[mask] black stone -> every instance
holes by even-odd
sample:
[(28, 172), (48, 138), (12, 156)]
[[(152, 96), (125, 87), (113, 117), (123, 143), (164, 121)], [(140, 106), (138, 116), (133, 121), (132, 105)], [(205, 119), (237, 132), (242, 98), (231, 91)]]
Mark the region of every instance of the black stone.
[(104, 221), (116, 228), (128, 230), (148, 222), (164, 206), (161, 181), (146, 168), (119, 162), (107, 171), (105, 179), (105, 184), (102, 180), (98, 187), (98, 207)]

....

> [REQUEST]
Using the data above, reproduce every line exactly.

> [FINAL RESULT]
[mask] black stone -> every instance
holes by even-odd
sample:
[(28, 172), (48, 138), (12, 156)]
[[(152, 96), (125, 87), (113, 117), (123, 143), (164, 121)], [(140, 106), (138, 116), (133, 121), (132, 105)], [(205, 119), (237, 132), (242, 98), (231, 91)]]
Mark the region of every instance of the black stone.
[(104, 221), (116, 228), (128, 230), (148, 222), (164, 206), (161, 181), (146, 168), (119, 162), (107, 171), (105, 179), (105, 184), (102, 180), (98, 187), (98, 207)]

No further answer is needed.